Given exercise ▸ Pull out every line in the rows below that contains the string "side", matching case exactly.

------------------------------------------------------------

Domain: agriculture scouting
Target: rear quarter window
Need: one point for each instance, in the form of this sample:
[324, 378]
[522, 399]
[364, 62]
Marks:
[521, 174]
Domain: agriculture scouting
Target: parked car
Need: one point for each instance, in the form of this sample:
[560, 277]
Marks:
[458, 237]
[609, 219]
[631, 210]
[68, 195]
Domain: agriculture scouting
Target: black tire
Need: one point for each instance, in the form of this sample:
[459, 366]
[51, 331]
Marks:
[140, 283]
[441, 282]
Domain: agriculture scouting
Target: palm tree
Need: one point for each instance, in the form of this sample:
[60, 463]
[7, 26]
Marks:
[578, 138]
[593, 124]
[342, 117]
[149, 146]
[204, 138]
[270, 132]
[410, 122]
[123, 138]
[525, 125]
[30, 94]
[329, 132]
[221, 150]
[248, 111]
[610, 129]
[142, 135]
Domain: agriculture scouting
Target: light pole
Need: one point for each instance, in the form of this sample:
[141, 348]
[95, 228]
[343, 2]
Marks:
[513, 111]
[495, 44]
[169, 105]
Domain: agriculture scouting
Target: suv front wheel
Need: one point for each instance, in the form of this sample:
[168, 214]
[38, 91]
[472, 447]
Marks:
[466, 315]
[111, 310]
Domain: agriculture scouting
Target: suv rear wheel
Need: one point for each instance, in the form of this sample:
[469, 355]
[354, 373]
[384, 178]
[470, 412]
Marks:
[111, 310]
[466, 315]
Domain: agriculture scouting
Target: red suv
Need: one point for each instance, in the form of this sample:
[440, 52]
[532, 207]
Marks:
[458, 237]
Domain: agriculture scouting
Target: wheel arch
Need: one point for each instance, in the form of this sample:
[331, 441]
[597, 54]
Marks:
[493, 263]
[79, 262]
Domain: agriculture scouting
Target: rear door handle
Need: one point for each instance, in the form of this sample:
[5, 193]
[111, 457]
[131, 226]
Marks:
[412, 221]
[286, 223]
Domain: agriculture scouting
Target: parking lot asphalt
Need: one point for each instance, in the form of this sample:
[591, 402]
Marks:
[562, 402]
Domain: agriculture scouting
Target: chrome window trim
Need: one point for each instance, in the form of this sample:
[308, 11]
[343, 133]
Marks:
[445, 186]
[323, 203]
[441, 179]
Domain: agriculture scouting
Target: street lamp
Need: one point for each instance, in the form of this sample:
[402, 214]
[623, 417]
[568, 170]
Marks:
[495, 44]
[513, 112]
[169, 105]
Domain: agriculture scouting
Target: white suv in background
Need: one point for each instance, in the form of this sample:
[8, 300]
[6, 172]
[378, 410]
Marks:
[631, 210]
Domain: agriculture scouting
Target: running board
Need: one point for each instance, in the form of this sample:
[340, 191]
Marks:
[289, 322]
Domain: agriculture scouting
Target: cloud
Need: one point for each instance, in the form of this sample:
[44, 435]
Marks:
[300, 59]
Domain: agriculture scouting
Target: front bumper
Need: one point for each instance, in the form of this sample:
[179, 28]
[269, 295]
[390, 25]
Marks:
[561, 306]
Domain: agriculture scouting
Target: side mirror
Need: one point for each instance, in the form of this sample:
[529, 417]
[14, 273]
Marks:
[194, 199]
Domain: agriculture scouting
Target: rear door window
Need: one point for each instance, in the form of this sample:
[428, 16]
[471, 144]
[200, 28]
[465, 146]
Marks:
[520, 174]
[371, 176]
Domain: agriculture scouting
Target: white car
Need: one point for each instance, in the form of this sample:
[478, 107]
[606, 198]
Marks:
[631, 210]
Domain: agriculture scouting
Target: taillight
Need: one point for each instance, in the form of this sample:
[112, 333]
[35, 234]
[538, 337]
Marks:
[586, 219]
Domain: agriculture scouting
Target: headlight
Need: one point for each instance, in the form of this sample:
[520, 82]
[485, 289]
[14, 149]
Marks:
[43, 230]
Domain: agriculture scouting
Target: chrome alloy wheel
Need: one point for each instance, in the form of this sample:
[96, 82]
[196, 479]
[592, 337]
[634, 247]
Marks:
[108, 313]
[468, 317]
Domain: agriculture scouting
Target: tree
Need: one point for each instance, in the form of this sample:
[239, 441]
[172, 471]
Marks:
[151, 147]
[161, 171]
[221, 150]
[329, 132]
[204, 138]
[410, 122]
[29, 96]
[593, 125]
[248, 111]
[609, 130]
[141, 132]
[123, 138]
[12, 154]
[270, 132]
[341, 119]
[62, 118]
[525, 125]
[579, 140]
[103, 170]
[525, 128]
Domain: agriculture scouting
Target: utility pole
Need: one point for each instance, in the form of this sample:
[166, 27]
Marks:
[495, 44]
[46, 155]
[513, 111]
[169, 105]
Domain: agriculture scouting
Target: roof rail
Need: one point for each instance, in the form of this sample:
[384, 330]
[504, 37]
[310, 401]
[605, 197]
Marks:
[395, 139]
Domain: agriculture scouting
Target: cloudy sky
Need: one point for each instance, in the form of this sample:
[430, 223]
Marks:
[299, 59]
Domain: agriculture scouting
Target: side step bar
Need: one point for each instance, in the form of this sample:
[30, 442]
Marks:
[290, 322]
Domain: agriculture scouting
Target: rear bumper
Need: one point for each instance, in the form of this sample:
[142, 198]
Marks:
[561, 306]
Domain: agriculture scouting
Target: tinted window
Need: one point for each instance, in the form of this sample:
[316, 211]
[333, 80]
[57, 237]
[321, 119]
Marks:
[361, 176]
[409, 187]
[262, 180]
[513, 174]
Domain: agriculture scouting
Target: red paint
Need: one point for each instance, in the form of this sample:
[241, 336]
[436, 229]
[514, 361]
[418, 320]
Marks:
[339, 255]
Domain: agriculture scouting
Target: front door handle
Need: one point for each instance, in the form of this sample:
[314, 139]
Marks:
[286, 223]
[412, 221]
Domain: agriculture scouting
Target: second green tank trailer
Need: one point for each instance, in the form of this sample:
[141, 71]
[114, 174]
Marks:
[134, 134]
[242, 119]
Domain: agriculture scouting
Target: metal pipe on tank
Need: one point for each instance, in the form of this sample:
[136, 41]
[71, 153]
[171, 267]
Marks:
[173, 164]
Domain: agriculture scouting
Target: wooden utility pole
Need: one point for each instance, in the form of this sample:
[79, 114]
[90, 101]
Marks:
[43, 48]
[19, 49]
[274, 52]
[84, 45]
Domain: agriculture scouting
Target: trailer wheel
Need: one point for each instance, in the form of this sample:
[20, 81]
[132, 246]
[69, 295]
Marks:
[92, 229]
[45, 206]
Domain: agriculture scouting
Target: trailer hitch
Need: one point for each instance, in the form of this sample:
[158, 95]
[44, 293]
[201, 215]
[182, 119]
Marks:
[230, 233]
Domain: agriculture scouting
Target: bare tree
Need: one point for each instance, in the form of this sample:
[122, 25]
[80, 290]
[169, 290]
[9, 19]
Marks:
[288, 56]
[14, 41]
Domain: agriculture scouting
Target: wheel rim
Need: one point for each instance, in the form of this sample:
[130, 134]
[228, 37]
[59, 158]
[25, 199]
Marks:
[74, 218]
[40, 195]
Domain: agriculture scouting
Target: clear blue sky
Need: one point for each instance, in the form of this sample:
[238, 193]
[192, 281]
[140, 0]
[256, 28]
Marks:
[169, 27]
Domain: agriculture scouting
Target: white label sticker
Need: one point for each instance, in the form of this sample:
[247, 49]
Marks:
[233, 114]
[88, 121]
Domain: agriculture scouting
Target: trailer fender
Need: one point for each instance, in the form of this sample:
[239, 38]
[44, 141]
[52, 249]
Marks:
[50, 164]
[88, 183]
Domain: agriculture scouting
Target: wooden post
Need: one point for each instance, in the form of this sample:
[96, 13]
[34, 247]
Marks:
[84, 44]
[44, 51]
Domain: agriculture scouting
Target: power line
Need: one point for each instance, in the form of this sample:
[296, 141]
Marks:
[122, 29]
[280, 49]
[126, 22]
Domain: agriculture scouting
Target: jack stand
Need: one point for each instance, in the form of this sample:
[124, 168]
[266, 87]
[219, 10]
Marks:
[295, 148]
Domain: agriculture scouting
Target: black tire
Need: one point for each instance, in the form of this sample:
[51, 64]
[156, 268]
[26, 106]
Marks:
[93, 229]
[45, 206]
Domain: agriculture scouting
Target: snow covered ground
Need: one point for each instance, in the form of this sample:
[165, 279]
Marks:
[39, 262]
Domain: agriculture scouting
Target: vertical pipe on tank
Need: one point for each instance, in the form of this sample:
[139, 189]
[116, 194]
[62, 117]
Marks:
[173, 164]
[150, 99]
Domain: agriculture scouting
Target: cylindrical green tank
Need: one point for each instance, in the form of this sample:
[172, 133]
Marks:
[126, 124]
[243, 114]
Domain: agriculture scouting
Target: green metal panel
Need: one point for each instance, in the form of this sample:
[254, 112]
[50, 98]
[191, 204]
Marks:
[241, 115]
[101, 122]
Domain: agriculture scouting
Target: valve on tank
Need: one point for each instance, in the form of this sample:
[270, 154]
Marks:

------------------------------------------------------------

Written reply ▸
Target: side mirror
Target: side step bar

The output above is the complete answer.